• **Prompt**
Reproduce each of the records below word for word, omitting the pictures.

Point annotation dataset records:
::::::::::

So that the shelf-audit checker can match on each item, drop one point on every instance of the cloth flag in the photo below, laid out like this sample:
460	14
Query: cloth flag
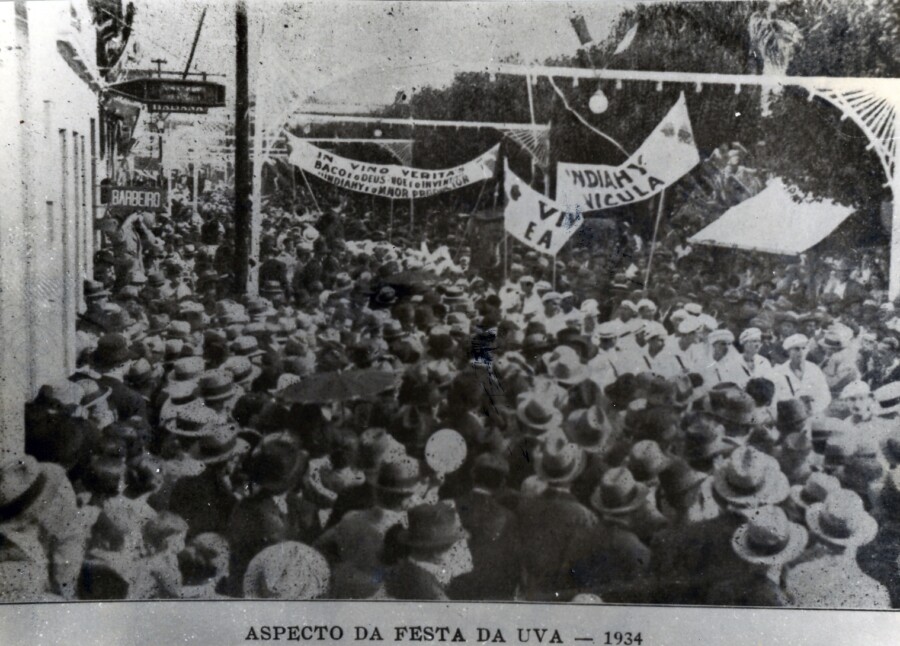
581	30
389	180
626	40
535	220
664	157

::::::::::

• **Final answer**
So that the shelf-audit checker can match on each item, drop one point on every instance of the cloth flag in the photo below, laid out like this sample:
460	14
Query: cloth flag
581	30
389	180
626	40
535	220
664	157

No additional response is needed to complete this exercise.